> Data for processing:
------------

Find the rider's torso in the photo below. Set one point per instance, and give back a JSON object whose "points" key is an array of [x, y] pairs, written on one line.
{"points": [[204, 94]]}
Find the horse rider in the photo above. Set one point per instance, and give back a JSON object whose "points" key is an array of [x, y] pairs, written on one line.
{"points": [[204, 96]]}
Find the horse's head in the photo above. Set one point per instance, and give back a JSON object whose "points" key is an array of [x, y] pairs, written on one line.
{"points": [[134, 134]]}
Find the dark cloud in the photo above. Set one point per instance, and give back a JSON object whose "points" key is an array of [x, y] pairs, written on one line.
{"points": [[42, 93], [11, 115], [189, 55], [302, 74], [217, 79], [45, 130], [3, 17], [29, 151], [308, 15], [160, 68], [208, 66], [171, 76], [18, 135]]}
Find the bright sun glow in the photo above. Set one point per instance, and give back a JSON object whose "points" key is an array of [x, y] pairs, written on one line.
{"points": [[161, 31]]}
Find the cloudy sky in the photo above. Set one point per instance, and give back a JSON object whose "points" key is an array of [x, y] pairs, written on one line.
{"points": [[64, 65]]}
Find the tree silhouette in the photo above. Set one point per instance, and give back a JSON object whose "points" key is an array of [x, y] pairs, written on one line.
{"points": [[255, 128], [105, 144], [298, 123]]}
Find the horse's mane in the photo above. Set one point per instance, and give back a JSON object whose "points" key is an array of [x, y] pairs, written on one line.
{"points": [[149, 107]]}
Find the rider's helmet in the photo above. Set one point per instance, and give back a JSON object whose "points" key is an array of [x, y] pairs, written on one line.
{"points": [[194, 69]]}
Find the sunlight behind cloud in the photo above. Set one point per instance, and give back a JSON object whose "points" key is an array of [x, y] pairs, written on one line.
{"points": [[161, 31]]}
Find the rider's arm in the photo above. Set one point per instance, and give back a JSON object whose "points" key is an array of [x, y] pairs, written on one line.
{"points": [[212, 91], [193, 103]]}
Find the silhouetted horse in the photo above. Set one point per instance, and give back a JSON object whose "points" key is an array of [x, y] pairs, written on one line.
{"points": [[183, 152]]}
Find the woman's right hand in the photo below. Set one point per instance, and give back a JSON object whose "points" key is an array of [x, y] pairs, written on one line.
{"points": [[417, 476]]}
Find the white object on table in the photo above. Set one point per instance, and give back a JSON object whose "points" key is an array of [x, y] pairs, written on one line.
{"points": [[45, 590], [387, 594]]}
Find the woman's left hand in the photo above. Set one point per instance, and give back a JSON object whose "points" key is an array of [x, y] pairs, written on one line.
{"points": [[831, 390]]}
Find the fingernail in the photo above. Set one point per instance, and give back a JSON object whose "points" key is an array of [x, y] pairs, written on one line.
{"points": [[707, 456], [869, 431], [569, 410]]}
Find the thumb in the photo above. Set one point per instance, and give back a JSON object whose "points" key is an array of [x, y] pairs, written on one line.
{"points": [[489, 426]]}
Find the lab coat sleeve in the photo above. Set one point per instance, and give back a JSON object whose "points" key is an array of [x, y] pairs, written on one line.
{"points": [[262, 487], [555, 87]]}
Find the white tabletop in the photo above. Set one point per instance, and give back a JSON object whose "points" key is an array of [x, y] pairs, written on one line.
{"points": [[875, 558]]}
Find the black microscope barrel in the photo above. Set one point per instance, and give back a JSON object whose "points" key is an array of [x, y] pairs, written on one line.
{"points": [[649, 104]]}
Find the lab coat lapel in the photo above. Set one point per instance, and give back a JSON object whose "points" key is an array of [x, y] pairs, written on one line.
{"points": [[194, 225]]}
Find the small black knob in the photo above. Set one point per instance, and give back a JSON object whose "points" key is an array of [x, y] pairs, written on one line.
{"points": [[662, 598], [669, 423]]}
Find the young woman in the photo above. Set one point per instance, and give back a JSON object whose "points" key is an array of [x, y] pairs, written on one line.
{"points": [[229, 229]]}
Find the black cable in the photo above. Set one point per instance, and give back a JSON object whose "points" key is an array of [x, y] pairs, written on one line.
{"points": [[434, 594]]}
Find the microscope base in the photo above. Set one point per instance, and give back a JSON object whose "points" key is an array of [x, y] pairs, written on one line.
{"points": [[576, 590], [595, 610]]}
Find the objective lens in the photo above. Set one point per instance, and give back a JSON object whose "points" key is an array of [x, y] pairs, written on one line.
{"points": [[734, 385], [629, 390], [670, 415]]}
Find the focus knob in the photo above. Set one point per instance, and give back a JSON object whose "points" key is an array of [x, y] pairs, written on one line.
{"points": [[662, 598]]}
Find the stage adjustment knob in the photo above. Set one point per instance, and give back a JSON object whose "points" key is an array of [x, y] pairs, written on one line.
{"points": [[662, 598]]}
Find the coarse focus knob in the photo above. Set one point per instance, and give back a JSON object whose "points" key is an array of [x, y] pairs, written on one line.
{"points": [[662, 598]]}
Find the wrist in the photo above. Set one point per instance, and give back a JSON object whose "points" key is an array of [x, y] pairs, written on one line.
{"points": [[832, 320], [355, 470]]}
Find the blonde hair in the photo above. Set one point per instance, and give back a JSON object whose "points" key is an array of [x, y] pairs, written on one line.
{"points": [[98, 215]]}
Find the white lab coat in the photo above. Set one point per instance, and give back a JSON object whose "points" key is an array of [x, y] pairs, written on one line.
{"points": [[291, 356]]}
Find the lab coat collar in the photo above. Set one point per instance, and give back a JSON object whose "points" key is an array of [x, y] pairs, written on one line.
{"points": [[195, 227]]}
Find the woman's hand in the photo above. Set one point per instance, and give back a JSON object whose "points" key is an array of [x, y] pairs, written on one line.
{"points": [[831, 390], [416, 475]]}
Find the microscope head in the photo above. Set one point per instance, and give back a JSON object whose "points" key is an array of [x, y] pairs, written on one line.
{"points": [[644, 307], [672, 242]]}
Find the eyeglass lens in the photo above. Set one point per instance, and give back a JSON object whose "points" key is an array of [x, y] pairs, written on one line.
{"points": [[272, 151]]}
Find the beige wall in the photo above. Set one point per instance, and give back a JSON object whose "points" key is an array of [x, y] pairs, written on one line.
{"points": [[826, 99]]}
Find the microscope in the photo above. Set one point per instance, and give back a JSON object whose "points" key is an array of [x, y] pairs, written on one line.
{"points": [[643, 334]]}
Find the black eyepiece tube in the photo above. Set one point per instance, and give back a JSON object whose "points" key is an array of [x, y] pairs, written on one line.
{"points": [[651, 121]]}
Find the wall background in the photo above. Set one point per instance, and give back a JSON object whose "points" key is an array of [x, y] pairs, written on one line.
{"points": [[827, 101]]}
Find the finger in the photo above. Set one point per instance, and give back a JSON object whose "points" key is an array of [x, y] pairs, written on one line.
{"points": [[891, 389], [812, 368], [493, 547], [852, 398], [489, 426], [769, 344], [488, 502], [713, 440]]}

------------

> Problem details:
The full set of records above is to be printed again verbatim.

> Exercise response:
Find the rider's torso in the photo below. Set one point per instance, and give back a JSON object whose "points" key is an array of [x, y] pairs, written on one line.
{"points": [[204, 94]]}
Find the horse rider in the photo above. Set one point per instance, and give back a JSON object whose "points" key is an array of [x, y] pairs, written on one line.
{"points": [[204, 96]]}
Find the horse's head in the photo above. Set one point per instance, and give back a JSON object whose "points" key is an array of [x, y] pairs, written on one line.
{"points": [[134, 134]]}
Find the dark cloud in the photo above. Set one point per instance, and give back a JSON object whose "points" key is an array of [x, y] pairs, written on one line.
{"points": [[42, 93], [11, 115], [189, 55], [302, 74], [217, 79], [45, 130], [3, 17], [29, 151], [308, 15], [160, 68], [208, 66], [171, 76], [18, 135]]}
Find the bright sun glow in the photo above. Set one point per instance, and give back a JSON object whose "points" key is an array of [x, y] pairs, written on one line.
{"points": [[161, 31]]}
Find the cloudy sky in the photo above. Set one point per instance, and give back a JSON object whose "points" key is an array of [x, y] pairs, written on one line.
{"points": [[64, 65]]}
Find the tree silhouette in the photo above. Set one point per instance, and give back a JSON object whose "points" key is an array of [x, y] pairs, written on one line.
{"points": [[255, 128], [105, 144], [298, 123]]}
Find the horse's mane in the photo above. Set one point per instance, and give back a JSON object whose "points" key is an array of [x, y] pairs, written on one line.
{"points": [[149, 107]]}
Find the rider's helmet in the photo above. Set one point per instance, and give back a JSON object whose "points" key is an array of [x, y] pairs, written on one line.
{"points": [[194, 69]]}
Find the sunlight behind cloud in the photo above. Set one point per instance, and give back a JSON object whose "points" key is an array of [x, y] pairs, written on one line.
{"points": [[161, 31]]}
Find the rider's arm in the photo above. Set one point per instance, and give back a JSON object whose "points" key is an array of [x, y] pairs, written on one line.
{"points": [[212, 91], [193, 103]]}
Find the silhouetted horse in the photo above. Set one point per instance, and give back a JSON object whose "points" key is an array of [x, y] pairs, written on one line.
{"points": [[183, 152]]}
Find the woman's right hand in the photo below. Set one point per instance, and give back a JSON object whose "points" key is an array of [x, y] pairs, written on one line.
{"points": [[417, 476]]}
Find the white object on table in the photo above. Set one point per instance, and give back a JSON object whose "points" key is an array of [x, y] pairs, written on one line.
{"points": [[45, 590], [387, 594]]}
Find the woman's left hand in the photo above. Set one point per instance, and give back a JSON object whose "points" key is an array of [x, y] pairs, written on one line.
{"points": [[831, 390]]}
Find the fingernail in the photo above. Set one point per instance, and give back a JSON object whose "points" key is an array of [x, y] pairs, written on one line.
{"points": [[707, 456], [869, 431], [569, 410]]}
Find the thumb in the photo above. Set one point per instance, and give back a JSON object whose "points" key is an array of [x, y] pairs, written on one line.
{"points": [[489, 426]]}
Find the lab coat sleeve in the photo above. Set one point per instance, and give back a JSON object whose "points" key is an array of [x, y] pairs, written on one line.
{"points": [[262, 487], [555, 87]]}
Find the white tabletop in the photo above. Set one point per instance, and give back a JSON object whose "points" key is an array of [x, y] pairs, written on one line.
{"points": [[875, 558]]}
Find the black microscope barrel in the photo above. Set one point per instance, and give back a JSON object whose "points" key is an array of [x, y] pairs, written on one line.
{"points": [[649, 104]]}
Find the lab coat lapel in the photo above. Set one point per instance, and give back a JSON object whose "points" key is an array of [x, y] pairs, written on one line.
{"points": [[194, 225]]}
Find the small black knob in the photo above. Set one point per instance, and give back a JSON object whose "points" key is an array of [x, y] pairs, written on one line.
{"points": [[662, 598], [669, 423]]}
Find the young woman in the photo above. Set one point per instance, and give back a JSON object whose "points" key is an array of [x, y] pairs, written on one line.
{"points": [[229, 229]]}
Find the black cable in the photo above. Set one point per instance, and give back a JSON object whose "points" key is an array of [x, y] pairs, written on one line.
{"points": [[434, 594]]}
Find the microscope base in the photo above. Set one point per instance, and give back a JSON object whose "points" key is an array of [x, y] pairs, written on one line.
{"points": [[576, 590], [595, 610]]}
Find the objective lens in the photo above. Set one point per instance, and give back a JSON object whose "points" key is an array of [x, y] pairs, written on one line.
{"points": [[734, 385], [629, 390], [670, 415]]}
Find the focus knob in the photo above. Set one point per instance, and give back a JSON object whose "points" key is an array of [x, y] pairs, written on one line.
{"points": [[662, 598]]}
Find the stage adjustment knob in the photo above. Set one point per instance, and give back a JSON object whose "points" key is an array of [x, y] pairs, written on one line.
{"points": [[662, 598]]}
Find the coarse focus knob in the photo above. Set one point per instance, and give back a JSON object whose "points" key is an array of [x, y] pairs, written on one line.
{"points": [[662, 598]]}
Find the wrist in the photo above. Set one point per instance, and give back a JSON object whose "points" key is an array of [x, y] pairs, written on one line.
{"points": [[832, 320], [355, 470]]}
Find the blonde hair in the photo above. Set one point per instance, and give back a JSON object whose "points" key is an array of [x, y] pairs, written on one line.
{"points": [[98, 215]]}
Find the white lab coat in the photo above. Set one point per instance, and give back a JSON object whose "points" key is an array of [x, y] pairs, written on one line.
{"points": [[291, 356]]}
Find the lab coat collar in the photo above. Set one point per instance, and give back a JSON object whose "points" key is an array of [x, y] pairs, written on one line.
{"points": [[195, 227]]}
Find the woman's hand in the photo above. Set one point per instance, and give back a JSON object whose "points" key is an array of [x, y] pairs, written on one line.
{"points": [[831, 390], [416, 475]]}
Find the microscope head in the photo above. Set one point per instance, and give back a JSON object whose "points" key is an array of [x, y] pairs, written on one line.
{"points": [[644, 307], [672, 242]]}
Find the eyeglass lens in the photo above. Set one point per instance, and give back a JSON object whose "points" key is an array of [x, y] pairs, written on one line.
{"points": [[272, 151]]}
Find the beige wall in the photo above. Set one point per instance, and give back a JSON object whose "points" key is an array of [x, y] pairs, written on one line.
{"points": [[826, 99]]}
Find the microscope in the photo above. Set one point per instance, and give back a JSON object whose "points" key is an array of [x, y] pairs, written on one line.
{"points": [[643, 334]]}
Find the black eyepiece tube in the photo above. Set one point per instance, and give back a JSON object whose "points" key is an array of [x, y] pairs, written on one line.
{"points": [[651, 121]]}
Find the wall background in the photo above. Set one point per instance, and give back a JSON object whose "points" key is an array of [x, y] pairs, written on one line.
{"points": [[827, 101]]}
Find the finger in the photo above. Set one point per instance, and give back a JSON object whose "points" key is an array of [x, y] pairs, written on one line.
{"points": [[891, 389], [812, 368], [493, 547], [852, 398], [489, 426], [769, 344], [488, 502], [713, 440]]}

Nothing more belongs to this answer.